(INPUT RECORDS)
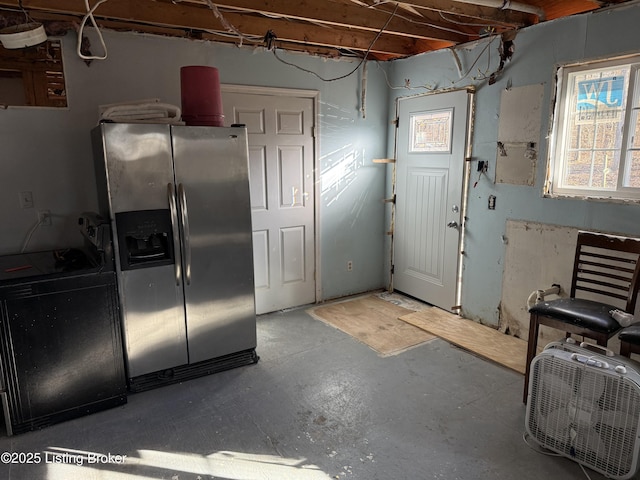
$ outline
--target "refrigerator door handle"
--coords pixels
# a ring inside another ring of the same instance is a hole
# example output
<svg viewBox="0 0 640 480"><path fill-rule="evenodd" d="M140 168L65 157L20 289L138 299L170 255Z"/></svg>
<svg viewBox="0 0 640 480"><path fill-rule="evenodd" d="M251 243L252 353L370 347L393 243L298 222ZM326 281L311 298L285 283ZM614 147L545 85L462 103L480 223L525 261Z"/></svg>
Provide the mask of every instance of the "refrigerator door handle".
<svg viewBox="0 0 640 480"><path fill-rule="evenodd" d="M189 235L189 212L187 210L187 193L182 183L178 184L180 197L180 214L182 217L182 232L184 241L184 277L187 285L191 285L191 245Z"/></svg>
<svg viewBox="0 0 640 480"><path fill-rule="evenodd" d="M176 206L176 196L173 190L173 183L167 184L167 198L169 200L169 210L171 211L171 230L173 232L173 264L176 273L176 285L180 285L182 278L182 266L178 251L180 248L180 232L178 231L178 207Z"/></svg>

(OBJECTIVE) Update the rows above by changing every "refrigerator door handle" to "fridge handle" and leaving everything else as it is. Omit the pictures from your answer.

(EXERCISE SOLUTION)
$ outline
--target "fridge handle"
--coords pixels
# a ring inside another ring of the same instance is a hole
# example output
<svg viewBox="0 0 640 480"><path fill-rule="evenodd" d="M140 168L65 157L20 289L138 299L170 255Z"/></svg>
<svg viewBox="0 0 640 480"><path fill-rule="evenodd" d="M251 243L252 353L370 347L393 243L298 222ZM326 281L311 298L285 283ZM614 147L545 85L462 103L480 223L525 261Z"/></svg>
Provide the mask of every instance of the "fridge handle".
<svg viewBox="0 0 640 480"><path fill-rule="evenodd" d="M189 235L189 212L187 210L187 193L182 183L178 184L180 197L180 214L182 217L182 232L184 241L184 277L187 285L191 285L191 245Z"/></svg>
<svg viewBox="0 0 640 480"><path fill-rule="evenodd" d="M176 206L176 196L173 190L173 183L167 184L167 198L169 200L169 210L171 211L171 230L173 232L173 264L176 273L176 285L180 285L182 278L182 266L178 251L180 248L180 232L178 231L178 207Z"/></svg>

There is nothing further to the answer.